## The records
▽

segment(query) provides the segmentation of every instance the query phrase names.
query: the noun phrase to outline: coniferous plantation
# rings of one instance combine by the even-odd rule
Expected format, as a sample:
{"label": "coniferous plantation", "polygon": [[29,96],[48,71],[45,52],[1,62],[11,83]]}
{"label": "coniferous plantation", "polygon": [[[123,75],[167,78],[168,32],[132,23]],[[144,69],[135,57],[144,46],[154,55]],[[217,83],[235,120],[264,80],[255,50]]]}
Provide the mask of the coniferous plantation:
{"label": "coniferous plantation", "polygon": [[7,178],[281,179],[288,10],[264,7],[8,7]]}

△

## Set problem
Please reproduce every row above word for word, from the first to the last, without changing anything.

## The result
segment(query) provides the segmentation of every instance the query phrase names.
query: the noun phrase to outline: coniferous plantation
# rings of one instance combine by the even-odd rule
Expected format, as a sample:
{"label": "coniferous plantation", "polygon": [[29,96],[48,71],[45,52],[1,62],[11,83]]}
{"label": "coniferous plantation", "polygon": [[[123,75],[167,78],[168,32],[132,23]],[[144,69],[135,57],[144,46],[154,55]],[[217,83],[235,120],[264,80],[255,50]]]}
Provide the mask of the coniferous plantation:
{"label": "coniferous plantation", "polygon": [[7,178],[281,179],[288,10],[264,7],[8,7]]}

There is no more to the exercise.